◆ **Requisitos del ejercicio**:
[A] Transcribe del fragmento seleccionado el pasaje comprendido entre "Es mi recuerdo" y "a pasar conmigo.", ambos incluidos.
[B] Según el fragmento seleccionado, ¿a qué hora y en qué fecha volvió a abrir los ojos quien narra?
[C] Explica, de acuerdo con el fragmento seleccionado, cómo llegó quien narra a saber que su pierna estaba en peligro.

Es mi recuerdo más claro de esos instantes. Ese periodo de tiempo está casi desaparecido de la memoria, solo quedan los remembranzas de un sueño largo, que era a la vez angustiante para mis familiares y amigos, quienes no sabían a ciencia cierta qué iba a pasar conmigo.
En las memorias de esos días están las palabras lejanas de mi mamá y de mis hermanas Laura y Dana. Solo me pronunciaban frases de fuerza, decían que tenía que mejorarme, hablaban de la pierna. Todo el tiempo: la pierna. Así pude saber vagamente que estaba en peligro la extremidad que había quedado atrapada. Yo, para ese instante -en ese lugar perdido del cerebro en el que aún quedaba un poco de conciencia-, la daba por perdida, pensaba que me la habían quitado.
A las 6 p. m. del domingo, 28 de mayo, volví a abrir los ojos. La inmensidad blanca de la habitación y un silencio inundaron el instante. Solo emanaban sonidos, con un compás casi rítmico, las maquinas a las que estaba conectado. Me di cuenta de que estaba vivo. El panorama era completamente revelador. Me encontraba en un hospital atravesando una tragedia que nunca pensé me tocaría a mí. Solo quería saber de ella, preguntar qué había pasado, soñaba con una noticia sobre Ángela. Era de lo único de lo que quería enterarme.

Entradas de datos almacenadas
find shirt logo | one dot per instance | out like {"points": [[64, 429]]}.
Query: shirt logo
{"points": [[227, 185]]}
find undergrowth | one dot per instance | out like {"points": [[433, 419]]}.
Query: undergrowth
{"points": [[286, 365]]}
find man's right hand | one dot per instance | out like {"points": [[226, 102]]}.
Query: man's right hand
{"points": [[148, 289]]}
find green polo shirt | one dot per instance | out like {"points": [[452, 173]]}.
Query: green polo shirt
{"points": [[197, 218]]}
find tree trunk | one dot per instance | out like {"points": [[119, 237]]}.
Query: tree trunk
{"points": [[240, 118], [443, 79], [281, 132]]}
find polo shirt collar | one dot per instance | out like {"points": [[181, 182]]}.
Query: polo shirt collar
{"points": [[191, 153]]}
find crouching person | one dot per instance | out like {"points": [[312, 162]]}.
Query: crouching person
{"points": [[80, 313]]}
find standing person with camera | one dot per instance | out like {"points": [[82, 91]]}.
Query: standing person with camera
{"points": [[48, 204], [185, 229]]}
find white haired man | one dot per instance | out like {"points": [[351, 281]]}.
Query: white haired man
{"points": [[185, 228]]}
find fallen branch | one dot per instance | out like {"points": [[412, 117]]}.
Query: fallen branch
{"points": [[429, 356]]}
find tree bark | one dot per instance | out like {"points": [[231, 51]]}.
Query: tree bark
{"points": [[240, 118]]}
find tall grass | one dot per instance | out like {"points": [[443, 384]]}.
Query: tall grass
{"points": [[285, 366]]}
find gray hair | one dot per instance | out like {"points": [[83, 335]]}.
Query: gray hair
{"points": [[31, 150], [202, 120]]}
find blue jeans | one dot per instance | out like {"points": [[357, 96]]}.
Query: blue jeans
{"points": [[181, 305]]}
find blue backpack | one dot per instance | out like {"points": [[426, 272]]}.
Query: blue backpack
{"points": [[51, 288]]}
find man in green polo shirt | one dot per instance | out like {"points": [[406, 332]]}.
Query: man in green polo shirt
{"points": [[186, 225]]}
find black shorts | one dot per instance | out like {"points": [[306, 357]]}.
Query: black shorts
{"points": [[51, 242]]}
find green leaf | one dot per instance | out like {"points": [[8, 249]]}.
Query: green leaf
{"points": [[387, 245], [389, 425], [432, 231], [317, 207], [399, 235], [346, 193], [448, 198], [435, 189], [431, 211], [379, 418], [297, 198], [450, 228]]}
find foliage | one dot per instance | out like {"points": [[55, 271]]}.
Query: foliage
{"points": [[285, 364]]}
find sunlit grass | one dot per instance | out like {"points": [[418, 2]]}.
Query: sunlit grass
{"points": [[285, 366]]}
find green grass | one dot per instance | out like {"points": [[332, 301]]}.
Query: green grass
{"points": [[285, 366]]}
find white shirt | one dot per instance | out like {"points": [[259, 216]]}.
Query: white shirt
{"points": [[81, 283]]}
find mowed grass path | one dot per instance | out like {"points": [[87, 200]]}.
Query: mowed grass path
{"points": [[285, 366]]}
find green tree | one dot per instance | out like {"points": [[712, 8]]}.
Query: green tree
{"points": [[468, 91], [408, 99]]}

---

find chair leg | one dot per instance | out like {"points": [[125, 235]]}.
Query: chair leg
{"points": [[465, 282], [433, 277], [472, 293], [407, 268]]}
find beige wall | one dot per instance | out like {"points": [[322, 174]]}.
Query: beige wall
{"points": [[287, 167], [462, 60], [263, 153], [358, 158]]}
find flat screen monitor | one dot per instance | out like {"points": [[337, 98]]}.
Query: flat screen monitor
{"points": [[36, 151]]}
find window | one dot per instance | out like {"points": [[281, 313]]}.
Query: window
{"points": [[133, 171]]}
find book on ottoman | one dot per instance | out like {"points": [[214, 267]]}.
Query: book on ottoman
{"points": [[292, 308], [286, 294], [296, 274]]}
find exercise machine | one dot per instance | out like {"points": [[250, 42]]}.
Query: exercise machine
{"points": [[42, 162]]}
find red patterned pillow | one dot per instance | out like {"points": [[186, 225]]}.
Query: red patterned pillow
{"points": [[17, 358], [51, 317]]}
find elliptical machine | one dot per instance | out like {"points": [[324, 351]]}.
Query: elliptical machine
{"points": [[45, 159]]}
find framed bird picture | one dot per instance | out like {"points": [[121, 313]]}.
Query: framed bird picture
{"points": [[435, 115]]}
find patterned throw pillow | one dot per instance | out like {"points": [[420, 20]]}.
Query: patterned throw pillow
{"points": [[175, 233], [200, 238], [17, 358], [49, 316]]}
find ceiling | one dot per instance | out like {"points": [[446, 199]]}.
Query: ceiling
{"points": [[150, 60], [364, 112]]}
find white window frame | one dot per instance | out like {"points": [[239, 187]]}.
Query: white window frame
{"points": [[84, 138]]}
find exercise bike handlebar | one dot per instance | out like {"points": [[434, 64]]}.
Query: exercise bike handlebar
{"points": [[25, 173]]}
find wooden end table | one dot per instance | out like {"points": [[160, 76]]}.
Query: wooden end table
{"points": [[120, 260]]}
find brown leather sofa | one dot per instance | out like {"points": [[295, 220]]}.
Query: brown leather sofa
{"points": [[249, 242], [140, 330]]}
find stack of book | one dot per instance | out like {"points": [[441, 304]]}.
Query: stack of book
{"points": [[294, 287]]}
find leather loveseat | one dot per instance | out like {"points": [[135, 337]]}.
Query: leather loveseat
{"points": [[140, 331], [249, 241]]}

◆ **Soluciones por tarea**:
[A]
Es mi recuerdo más claro de esos instantes. Ese periodo de tiempo está casi desaparecido de la memoria, solo quedan los remembranzas de un sueño largo, que era a la vez angustiante para mis familiares y amigos, quienes no sabían a ciencia cierta qué iba a pasar conmigo.

[B] A las 6 p. m. del domingo 28 de mayo.

[C] Su mamá y sus hermanas Laura y Dana le hablaban todo el tiempo de la pierna mientras le decían frases de fuerza. Así supo vagamente que estaba en peligro la extremidad que había quedado atrapada.